> O PROBLEMA: Quantas das linhas abaixo contêm a palavra "white", levando em conta a diferença entre maiúsculas e minúsculas? Responda só com o número.

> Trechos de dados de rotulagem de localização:

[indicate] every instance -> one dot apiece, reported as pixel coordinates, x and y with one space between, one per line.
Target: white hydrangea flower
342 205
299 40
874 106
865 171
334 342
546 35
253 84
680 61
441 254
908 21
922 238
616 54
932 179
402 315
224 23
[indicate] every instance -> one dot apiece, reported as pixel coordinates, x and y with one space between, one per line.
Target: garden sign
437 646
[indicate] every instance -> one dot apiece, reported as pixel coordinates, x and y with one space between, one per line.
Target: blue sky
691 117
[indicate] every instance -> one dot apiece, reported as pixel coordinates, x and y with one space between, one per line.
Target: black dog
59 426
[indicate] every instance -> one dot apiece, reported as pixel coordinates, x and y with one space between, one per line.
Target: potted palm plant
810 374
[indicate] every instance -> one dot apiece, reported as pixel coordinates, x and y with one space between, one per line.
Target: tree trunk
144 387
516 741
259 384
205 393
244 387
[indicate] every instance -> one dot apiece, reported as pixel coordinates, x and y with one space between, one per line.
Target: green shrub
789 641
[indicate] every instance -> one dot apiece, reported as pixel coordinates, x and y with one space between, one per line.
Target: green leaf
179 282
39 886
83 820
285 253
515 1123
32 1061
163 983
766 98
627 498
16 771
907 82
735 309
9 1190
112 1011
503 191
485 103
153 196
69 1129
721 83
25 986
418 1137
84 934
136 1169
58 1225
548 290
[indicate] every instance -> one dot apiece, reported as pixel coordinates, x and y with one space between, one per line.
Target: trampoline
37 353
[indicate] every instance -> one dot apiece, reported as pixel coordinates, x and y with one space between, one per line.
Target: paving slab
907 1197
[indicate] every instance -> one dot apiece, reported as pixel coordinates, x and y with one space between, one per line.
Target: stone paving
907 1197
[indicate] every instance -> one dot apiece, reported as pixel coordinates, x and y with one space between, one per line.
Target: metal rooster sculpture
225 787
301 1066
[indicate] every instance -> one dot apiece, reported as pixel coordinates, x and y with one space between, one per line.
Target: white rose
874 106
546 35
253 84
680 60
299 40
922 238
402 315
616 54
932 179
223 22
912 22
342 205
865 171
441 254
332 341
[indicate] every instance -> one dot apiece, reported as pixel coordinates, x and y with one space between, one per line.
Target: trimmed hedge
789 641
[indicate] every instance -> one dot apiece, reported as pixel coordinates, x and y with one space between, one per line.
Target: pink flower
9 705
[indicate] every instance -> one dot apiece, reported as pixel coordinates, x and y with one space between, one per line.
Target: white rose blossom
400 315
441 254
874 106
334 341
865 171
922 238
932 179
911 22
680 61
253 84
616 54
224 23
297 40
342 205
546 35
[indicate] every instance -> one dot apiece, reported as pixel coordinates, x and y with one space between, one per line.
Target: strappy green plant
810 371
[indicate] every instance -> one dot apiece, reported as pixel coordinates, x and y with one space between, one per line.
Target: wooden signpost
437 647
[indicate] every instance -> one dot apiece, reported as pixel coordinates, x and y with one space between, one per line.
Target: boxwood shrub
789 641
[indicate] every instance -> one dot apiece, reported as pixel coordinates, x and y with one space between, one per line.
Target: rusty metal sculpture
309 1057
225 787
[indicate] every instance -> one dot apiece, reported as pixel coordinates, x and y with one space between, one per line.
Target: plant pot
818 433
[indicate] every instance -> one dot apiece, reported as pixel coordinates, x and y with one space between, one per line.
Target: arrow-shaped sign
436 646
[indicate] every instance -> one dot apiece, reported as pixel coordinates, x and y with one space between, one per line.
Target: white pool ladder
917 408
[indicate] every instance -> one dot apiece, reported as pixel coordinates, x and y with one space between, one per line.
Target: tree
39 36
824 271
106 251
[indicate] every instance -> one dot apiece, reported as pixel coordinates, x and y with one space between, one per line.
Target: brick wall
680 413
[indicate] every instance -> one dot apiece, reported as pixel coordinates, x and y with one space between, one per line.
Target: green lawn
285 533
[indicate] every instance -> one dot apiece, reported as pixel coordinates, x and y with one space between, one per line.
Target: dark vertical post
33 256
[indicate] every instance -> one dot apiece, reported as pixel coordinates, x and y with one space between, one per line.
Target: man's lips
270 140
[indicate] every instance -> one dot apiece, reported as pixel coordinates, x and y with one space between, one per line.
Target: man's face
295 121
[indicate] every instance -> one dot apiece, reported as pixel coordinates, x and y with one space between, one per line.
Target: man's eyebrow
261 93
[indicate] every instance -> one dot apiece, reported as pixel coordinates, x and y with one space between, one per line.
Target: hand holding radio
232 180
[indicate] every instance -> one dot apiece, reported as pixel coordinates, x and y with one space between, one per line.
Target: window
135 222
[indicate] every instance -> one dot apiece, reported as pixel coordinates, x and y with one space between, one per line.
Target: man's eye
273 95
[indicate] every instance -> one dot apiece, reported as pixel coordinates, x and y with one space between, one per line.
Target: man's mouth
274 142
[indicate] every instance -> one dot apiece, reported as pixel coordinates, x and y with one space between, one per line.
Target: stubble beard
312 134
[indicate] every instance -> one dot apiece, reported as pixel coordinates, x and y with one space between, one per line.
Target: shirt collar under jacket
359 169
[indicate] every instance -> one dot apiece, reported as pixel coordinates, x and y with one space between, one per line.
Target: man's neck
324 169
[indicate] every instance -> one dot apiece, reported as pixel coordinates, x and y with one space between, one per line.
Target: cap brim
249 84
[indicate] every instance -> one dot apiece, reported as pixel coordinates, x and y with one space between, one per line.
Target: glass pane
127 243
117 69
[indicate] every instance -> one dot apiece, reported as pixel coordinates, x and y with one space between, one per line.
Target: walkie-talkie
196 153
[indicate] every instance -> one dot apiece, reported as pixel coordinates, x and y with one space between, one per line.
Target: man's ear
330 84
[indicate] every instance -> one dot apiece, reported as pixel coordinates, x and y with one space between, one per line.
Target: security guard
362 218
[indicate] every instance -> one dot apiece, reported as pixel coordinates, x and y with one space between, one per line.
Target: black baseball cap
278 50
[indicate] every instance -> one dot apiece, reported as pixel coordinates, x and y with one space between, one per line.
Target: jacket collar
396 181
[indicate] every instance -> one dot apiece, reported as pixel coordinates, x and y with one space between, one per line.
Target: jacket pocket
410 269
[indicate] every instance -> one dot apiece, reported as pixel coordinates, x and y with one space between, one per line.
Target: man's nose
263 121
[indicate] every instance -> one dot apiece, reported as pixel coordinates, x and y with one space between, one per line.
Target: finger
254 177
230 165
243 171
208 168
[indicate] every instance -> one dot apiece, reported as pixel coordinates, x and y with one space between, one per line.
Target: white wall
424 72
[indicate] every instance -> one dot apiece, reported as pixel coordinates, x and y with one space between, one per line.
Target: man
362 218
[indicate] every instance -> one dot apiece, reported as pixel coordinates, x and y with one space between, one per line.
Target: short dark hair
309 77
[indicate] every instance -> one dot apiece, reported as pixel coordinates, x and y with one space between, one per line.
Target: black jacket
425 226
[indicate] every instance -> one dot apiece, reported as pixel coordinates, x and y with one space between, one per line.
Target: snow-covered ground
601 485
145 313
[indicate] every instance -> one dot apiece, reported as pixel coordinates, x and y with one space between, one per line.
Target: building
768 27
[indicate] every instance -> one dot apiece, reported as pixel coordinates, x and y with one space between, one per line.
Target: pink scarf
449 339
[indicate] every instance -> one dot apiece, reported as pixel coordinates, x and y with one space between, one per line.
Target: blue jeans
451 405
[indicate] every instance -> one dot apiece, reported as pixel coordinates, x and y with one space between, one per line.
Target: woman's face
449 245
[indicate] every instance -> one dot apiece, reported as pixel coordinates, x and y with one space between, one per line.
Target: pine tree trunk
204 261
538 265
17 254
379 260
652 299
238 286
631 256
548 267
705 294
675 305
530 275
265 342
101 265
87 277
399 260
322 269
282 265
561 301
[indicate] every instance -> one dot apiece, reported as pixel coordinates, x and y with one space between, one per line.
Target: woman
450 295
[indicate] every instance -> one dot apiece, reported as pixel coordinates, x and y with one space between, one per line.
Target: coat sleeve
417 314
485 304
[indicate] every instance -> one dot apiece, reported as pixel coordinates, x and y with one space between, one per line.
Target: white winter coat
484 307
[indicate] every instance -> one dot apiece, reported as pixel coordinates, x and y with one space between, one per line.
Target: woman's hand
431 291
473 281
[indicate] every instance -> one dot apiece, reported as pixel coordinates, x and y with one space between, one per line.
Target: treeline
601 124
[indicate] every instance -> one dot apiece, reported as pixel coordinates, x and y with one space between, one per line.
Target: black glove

> RESULTADO DA TAREFA: 6